_Available data_.
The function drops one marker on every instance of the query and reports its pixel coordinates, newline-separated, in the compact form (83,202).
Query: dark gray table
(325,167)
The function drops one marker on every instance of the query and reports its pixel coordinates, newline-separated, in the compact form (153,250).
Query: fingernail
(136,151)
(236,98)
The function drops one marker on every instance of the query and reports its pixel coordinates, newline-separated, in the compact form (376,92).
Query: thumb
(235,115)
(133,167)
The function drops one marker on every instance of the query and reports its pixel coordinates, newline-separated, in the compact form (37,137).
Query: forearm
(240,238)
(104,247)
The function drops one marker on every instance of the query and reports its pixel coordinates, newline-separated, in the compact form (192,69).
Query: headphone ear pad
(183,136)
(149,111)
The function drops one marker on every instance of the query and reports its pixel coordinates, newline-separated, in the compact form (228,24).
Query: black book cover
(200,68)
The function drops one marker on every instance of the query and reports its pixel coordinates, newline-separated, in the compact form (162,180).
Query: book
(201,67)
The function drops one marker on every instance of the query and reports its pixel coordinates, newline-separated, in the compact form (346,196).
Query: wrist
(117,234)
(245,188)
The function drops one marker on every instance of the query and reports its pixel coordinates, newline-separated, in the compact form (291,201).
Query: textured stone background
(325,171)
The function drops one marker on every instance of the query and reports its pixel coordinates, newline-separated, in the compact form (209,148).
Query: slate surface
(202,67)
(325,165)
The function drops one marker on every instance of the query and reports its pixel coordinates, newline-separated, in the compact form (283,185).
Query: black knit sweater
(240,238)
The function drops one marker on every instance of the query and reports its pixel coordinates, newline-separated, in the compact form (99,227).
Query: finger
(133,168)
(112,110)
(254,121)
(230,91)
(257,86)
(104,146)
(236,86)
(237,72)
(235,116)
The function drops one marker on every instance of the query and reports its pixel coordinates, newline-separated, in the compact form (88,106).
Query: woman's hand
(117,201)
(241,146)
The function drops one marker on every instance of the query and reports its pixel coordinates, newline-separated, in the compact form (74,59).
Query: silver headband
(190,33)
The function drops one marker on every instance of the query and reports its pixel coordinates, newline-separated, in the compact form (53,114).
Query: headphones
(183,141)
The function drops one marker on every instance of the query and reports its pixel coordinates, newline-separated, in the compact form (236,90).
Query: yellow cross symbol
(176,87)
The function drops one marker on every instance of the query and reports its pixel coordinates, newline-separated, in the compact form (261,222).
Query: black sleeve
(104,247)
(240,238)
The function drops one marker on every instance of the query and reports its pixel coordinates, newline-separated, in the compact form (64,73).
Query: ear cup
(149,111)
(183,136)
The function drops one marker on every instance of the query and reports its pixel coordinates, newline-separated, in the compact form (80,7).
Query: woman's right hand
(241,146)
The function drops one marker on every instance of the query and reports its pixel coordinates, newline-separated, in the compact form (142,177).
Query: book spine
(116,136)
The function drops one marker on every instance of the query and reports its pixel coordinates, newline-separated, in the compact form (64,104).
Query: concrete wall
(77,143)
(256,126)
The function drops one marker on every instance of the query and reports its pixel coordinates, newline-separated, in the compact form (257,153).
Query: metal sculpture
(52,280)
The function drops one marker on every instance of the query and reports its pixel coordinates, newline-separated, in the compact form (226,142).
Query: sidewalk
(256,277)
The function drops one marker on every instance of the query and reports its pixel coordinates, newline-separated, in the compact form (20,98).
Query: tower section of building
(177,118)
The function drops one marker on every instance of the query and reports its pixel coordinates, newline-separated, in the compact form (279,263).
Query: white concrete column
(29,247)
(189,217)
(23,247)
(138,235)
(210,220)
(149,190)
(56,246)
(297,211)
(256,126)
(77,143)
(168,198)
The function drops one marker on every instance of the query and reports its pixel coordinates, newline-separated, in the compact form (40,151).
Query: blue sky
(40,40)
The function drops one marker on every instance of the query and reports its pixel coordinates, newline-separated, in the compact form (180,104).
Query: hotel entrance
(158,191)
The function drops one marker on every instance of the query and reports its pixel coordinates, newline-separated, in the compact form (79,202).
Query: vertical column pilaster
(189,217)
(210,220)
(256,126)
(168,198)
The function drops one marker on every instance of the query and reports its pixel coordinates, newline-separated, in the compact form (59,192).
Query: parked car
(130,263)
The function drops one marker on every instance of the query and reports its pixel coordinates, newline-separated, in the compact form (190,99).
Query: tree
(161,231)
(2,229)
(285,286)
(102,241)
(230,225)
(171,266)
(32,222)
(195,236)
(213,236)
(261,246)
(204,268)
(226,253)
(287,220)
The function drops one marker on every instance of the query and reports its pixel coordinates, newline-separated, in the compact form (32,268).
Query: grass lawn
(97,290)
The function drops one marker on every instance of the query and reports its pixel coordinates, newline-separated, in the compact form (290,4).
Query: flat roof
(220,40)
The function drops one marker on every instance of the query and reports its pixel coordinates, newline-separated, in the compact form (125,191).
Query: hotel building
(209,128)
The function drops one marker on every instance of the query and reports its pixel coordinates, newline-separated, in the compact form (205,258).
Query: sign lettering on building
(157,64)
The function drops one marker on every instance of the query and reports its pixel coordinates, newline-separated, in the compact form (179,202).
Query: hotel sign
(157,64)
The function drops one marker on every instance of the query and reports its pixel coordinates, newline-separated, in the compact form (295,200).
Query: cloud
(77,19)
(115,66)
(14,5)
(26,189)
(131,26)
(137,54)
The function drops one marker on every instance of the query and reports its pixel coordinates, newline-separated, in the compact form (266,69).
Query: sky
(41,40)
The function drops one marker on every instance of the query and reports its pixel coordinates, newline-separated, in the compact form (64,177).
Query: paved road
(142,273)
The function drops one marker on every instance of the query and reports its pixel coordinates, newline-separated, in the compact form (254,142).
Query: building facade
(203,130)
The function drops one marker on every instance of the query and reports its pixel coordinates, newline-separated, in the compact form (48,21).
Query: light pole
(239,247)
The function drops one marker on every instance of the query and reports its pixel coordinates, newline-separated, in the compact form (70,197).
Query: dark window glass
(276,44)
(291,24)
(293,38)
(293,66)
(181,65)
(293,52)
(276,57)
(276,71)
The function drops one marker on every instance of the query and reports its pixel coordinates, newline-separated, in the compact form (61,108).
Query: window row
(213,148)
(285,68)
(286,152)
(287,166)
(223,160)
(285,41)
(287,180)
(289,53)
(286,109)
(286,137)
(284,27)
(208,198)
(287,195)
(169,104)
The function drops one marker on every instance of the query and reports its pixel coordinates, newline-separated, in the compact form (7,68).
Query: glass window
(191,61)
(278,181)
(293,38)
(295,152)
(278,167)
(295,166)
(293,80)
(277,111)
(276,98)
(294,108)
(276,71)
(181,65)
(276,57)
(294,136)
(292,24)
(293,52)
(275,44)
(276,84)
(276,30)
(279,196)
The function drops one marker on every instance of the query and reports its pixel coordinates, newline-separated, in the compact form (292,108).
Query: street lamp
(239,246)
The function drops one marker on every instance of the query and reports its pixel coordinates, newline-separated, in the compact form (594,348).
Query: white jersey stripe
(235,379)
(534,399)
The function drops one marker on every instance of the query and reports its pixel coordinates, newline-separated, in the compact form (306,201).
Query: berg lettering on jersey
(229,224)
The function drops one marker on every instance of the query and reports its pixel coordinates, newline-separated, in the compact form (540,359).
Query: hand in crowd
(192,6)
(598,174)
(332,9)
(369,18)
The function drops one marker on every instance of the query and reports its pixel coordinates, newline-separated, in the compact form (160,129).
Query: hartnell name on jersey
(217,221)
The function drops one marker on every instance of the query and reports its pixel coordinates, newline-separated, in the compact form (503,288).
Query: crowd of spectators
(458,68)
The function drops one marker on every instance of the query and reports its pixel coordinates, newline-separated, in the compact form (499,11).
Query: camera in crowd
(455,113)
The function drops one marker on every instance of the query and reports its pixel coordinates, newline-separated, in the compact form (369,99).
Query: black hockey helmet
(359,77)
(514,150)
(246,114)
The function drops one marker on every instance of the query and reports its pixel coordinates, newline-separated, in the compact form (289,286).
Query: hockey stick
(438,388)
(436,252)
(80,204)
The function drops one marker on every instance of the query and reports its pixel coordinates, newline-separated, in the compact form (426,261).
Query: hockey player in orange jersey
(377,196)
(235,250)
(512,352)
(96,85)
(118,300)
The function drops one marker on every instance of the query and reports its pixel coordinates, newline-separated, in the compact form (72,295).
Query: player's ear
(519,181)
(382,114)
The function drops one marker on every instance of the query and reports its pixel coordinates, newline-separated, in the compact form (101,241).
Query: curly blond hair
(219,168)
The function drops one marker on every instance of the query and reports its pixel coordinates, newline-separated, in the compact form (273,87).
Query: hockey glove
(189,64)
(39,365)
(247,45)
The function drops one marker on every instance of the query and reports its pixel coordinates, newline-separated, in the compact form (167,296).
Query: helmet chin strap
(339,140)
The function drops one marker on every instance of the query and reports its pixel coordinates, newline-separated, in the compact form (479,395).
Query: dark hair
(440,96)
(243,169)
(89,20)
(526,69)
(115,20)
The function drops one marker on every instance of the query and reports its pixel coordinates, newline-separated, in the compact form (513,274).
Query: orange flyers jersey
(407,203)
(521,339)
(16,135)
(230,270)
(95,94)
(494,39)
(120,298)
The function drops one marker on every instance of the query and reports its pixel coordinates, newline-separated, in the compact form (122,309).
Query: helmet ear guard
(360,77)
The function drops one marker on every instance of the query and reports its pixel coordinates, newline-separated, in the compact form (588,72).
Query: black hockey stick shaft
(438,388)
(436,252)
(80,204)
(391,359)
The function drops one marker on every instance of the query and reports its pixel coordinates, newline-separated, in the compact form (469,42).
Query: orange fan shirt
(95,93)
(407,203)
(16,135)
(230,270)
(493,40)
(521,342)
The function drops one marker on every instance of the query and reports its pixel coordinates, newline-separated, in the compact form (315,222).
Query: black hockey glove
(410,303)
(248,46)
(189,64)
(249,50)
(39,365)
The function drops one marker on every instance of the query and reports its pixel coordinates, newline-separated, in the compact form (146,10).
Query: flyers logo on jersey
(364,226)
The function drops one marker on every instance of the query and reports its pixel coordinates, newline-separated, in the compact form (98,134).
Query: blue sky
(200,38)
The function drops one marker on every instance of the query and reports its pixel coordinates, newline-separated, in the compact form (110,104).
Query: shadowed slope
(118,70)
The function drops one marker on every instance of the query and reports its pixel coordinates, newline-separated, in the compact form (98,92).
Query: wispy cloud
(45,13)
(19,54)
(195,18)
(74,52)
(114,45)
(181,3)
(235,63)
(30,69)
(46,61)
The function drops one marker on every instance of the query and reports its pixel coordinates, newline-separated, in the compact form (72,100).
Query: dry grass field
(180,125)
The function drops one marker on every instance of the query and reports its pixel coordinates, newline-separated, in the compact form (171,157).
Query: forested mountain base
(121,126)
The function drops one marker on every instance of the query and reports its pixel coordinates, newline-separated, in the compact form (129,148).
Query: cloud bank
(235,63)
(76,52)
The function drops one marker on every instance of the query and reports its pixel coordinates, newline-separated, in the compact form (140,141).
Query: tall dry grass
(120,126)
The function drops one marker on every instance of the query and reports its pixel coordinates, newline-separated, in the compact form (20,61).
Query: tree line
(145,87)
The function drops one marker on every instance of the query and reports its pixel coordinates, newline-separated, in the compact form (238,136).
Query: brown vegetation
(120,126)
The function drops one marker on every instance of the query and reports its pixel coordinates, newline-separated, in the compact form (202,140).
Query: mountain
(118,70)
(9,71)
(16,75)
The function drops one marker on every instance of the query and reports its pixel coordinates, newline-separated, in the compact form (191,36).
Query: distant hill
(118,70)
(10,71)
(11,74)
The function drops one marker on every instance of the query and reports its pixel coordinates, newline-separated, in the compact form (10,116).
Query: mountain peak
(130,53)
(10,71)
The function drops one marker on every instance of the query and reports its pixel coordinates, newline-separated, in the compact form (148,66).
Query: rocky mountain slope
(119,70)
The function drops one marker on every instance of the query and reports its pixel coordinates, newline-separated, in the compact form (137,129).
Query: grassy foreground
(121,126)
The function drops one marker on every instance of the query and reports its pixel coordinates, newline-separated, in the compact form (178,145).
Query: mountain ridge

_The task_. Look above for the line with "Query: headphones"; retype exactly that line, every line after it up to the line with "compact form (261,222).", and that line too, nothing else.

_Output below_.
Query: headphones
(183,141)
The function drops one marker on every instance of the query and reports its pixel coordinates, newline-separated, in the compact form (236,90).
Query: yellow cross symbol
(176,87)
The function drops one marker on every instance of the query and reports its pixel coordinates, newline-separated, in the compact form (261,222).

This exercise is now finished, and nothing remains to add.